Set down the workshop description word for word, between "Presentation Details: This" and "and real fear.", inclusive.

## DOCUMENT SEGMENT

╭──

Presentation Details: This workshop will be presented as an interactive workshop using either GoToWebinar or Zoom so that participants can see me as I present.
Purpose and content: Our country (and even around the world) saw many challenges last spring and summer with the murder of George Floyd and the prior murders of other Black people (and others like Breonna Taylor) pushed many in our country into outrage and massive protests. We also saw an increase of unprovoked violence against Asians over the last year along with brazen acts of violence by white supremacists, leaving BIPOC individuals and communities in a constant state of trauma and real fear.
With the national protests and subsequent violence against peaceful demonstrators, we saw the negative impact on employees of all backgrounds, and others wanting to be advocates and allies to stop violence against BIPOCs. Employees struggled daily for months trying to deal with the traumas we all witnessed and continued to see. Most recently we witnessed the storming of the US Capitol by people carrying Confederate flags, swastikas and other symbols of groups whose sole purpose is the decimation of all BIPOCs.

╰──

## INPUT DATA
╭──

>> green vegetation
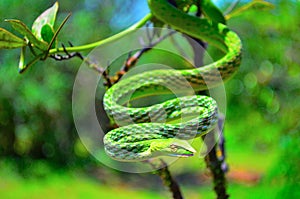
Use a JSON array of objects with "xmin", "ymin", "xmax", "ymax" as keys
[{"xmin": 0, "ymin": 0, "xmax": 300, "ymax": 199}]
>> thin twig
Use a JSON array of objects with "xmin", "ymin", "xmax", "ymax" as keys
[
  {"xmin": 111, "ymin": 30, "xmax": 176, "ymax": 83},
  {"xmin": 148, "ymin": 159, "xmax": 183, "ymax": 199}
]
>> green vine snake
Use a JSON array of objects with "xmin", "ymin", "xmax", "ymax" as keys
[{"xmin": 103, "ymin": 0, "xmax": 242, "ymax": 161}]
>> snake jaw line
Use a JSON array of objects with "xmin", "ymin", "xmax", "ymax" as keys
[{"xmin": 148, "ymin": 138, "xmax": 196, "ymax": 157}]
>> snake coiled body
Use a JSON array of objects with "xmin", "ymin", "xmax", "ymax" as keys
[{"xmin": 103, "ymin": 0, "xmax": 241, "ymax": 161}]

╰──
╭──

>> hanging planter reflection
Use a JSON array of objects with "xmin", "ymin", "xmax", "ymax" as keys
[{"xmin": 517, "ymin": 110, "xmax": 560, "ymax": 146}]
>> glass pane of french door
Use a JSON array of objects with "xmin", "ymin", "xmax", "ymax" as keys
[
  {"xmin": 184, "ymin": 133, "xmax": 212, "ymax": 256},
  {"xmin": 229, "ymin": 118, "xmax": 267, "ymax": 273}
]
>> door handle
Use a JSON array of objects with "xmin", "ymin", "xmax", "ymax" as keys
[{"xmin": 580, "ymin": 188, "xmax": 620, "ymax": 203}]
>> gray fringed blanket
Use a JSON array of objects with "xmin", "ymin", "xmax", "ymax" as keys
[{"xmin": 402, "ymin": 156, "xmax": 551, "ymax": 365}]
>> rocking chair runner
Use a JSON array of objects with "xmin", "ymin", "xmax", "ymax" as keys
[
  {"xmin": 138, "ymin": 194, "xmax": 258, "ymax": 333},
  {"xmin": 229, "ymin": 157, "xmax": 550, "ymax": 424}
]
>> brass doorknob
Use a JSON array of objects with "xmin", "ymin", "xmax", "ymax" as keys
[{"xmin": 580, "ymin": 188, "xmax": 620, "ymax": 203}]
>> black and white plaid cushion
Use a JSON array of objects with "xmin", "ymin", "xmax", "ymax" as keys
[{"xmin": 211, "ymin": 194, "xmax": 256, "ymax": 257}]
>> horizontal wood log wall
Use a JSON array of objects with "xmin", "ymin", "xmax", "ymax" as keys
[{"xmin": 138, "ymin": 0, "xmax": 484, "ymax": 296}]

╰──
╭──

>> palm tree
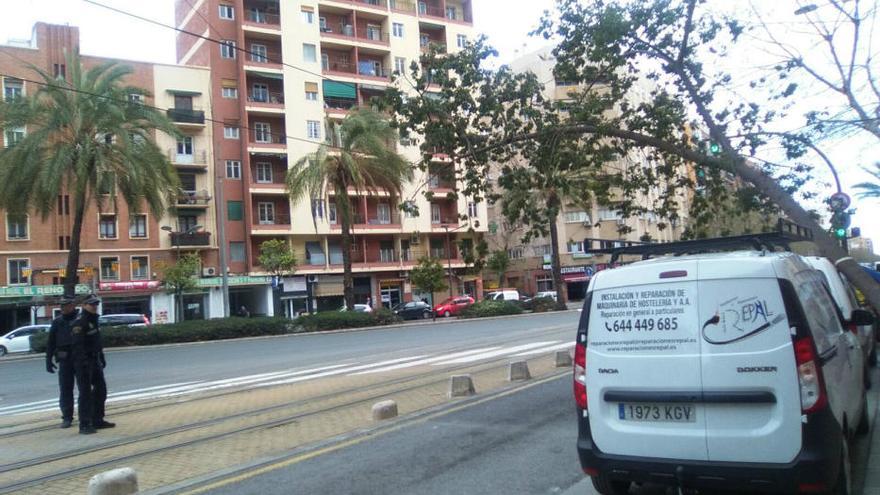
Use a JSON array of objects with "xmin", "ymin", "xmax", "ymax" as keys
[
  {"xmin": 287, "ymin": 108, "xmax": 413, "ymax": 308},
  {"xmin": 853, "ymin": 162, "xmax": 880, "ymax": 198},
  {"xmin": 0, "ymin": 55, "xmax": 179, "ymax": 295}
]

╰──

## RESPONSE BELOW
Presentation Details: This workshop will be presented as an interactive workshop using either GoToWebinar or Zoom so that participants can see me as I present.
Purpose and content: Our country (and even around the world) saw many challenges last spring and summer with the murder of George Floyd and the prior murders of other Black people (and others like Breonna Taylor) pushed many in our country into outrage and massive protests. We also saw an increase of unprovoked violence against Asians over the last year along with brazen acts of violence by white supremacists, leaving BIPOC individuals and communities in a constant state of trauma and real fear.